*TEXTAUSZUG*.

┄┄┄┄┄┄

Und dann gab es wirkliche Anknüpfungspunkte für meine Hausarzt-Termine. Es entstand eine sehr gute Kombination aus Long Covid Ambulanz Termine (monatlich) und anknüpfend die "Behandlung" meines Hausarztes - die Überweisung zu anderen Fachärzten um vieles abzuklären und auszuschließen. Es fühlte sich besser an.

 

 

 

Zur Wut gegen das Außen...

 

So wurde diese innere Wut, diese innere negative Energie, die ich zuerst gegen mich selbst wendete, eine innere Kraft, die ich nutzte, um mich durch die Arzt-Termine zu boxen und mich - vor allem bei der Vorstellung bei neuen Fachärzten - argumentativ zu positionieren, um ernst genommen zur werden. (Und JA es war schade, dass ich vorbereite Argumente brauchte, damit die Ärzte sich wirklich mit meiner Position beschäftigten und nein, es gelang mir leider in vielen Fällen nicht, erstgenommen zu werden, erst diese Woche hatte ich wieder so eine Erfahrung). 

 

Ich weiß, dass dieses Ernstgenommen werden eine Erwartung ist, die ich nicht so konsequent und bestärkt vertreten hätte, wenn ich nicht in der Long Covid Ambulanz einen Platz bekommen hätte. Wenn ich damals dort nicht ernst genommen worden wäre, hätte ich ewig gedacht, dass es "nur" mein Herz ist, was all meine Symptome  erklären könnte. Ich hätte mich wahrscheinlich gewundert, was Konzentrationsprobleme mit Herz zu tun haben und ich hätte irgendwann wieder inneren Frust aufgebaut, warum ich denn jetzt nicht wieder fit bin, wenn der Kardiologe bescheinigt, dass mein Herz komplett genesen ist. 

 

Mit dieser Bestärkung, dass Long Covid nichts eingebildetes ist, dass Crashs und Zustandsverschlechterung nach Belastung keine Faulheit sind und dass ich nicht "verrückt" werde, dass mein Körper sich nicht random immer neue Symptome "einbildet" - konnte ich eine innere Kriegerin entwickeln, die ich immer gefühlt neben mir sitzen habe im Arzt-Zimmer. Sie motiviert mich, voran zu gehen und Dinge abklären zu lassen.

┄┄┄┄┄┄

[Gespeicherte Einträge]
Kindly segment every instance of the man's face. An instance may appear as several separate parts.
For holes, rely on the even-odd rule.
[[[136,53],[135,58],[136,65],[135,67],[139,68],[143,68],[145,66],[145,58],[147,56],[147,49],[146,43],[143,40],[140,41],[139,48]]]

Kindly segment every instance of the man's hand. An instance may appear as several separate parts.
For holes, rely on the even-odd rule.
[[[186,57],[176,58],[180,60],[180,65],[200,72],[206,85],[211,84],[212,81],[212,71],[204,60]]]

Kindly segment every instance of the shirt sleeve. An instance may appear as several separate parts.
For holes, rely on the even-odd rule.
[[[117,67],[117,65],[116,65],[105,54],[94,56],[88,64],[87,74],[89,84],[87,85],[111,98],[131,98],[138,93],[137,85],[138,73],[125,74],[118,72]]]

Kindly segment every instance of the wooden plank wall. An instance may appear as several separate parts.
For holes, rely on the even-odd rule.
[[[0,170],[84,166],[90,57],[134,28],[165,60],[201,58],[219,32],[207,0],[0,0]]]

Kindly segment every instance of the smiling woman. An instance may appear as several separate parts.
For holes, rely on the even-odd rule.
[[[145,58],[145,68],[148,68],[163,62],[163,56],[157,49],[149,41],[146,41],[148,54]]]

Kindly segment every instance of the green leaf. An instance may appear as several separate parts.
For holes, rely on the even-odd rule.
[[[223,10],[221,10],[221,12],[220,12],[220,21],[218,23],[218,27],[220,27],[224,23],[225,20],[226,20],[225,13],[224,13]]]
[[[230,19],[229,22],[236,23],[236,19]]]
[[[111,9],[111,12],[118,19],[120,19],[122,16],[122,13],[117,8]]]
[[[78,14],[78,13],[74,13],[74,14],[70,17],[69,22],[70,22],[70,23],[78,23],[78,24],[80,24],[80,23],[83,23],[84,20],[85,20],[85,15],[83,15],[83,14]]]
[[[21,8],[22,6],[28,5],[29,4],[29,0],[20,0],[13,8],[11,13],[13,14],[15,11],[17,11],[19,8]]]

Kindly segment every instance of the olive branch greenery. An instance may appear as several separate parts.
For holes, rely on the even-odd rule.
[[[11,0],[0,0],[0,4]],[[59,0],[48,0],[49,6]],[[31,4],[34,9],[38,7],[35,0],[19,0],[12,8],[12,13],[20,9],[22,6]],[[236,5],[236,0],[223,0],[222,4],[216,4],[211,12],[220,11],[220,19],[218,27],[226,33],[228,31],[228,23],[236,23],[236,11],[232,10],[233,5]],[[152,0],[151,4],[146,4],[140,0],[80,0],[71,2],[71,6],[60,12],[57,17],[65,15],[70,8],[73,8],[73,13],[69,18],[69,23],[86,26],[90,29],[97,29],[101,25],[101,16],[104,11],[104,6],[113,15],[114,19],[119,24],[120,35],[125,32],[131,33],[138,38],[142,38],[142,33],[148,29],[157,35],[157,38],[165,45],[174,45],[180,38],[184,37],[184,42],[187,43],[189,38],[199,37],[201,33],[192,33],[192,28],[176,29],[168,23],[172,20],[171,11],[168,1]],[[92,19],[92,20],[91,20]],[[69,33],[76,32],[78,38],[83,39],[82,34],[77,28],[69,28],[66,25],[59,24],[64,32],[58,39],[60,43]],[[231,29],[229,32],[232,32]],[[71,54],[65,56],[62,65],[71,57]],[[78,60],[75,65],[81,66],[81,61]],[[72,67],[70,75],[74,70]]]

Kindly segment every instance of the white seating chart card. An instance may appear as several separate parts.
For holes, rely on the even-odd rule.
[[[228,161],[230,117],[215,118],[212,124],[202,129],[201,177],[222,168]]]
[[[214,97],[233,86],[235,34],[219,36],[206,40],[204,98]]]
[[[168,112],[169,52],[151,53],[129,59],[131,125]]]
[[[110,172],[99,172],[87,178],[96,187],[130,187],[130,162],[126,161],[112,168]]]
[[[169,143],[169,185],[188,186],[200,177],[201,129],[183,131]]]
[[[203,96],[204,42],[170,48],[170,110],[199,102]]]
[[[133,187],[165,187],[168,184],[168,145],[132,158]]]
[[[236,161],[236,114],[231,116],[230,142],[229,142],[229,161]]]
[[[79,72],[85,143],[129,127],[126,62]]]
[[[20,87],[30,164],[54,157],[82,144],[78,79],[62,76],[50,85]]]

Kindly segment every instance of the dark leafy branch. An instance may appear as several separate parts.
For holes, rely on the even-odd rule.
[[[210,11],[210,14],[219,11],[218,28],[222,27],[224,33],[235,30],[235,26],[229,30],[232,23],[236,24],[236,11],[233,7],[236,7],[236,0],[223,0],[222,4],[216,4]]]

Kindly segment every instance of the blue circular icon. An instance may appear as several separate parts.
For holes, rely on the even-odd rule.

┄┄┄┄┄┄

*ZU BEARBEITENDE AUFGABEN*.
[1] Liste alle Punkte auf, die im Textauszug zu der Bestärkung gehören, die mit „Mit dieser Bestärkung“ eingeleitet wird.
[2] Schreibe im Textauszug die Passage von „So wurde diese“ bis „so eine Erfahrung).“ neu und ersetze dabei „Arzt-Termine“ durch „Arzttermine“.

*LÖSUNGEN*.
[1]
- Long Covid ist nichts Eingebildetes.
- Crashs und Zustandsverschlechterung nach Belastung sind keine Faulheit.
- Die schreibende Person wird nicht „verrückt“.
- Der Körper „bildet“ sich nicht random immer neue Symptome „ein“.

[2]
So wurde diese innere Wut, diese innere negative Energie, die ich zuerst gegen mich selbst wendete, eine innere Kraft, die ich nutzte, um mich durch die Arzttermine zu boxen und mich - vor allem bei der Vorstellung bei neuen Fachärzten - argumentativ zu positionieren, um ernst genommen zur werden. (Und JA es war schade, dass ich vorbereite Argumente brauchte, damit die Ärzte sich wirklich mit meiner Position beschäftigten und nein, es gelang mir leider in vielen Fällen nicht, erstgenommen zu werden, erst diese Woche hatte ich wieder so eine Erfahrung).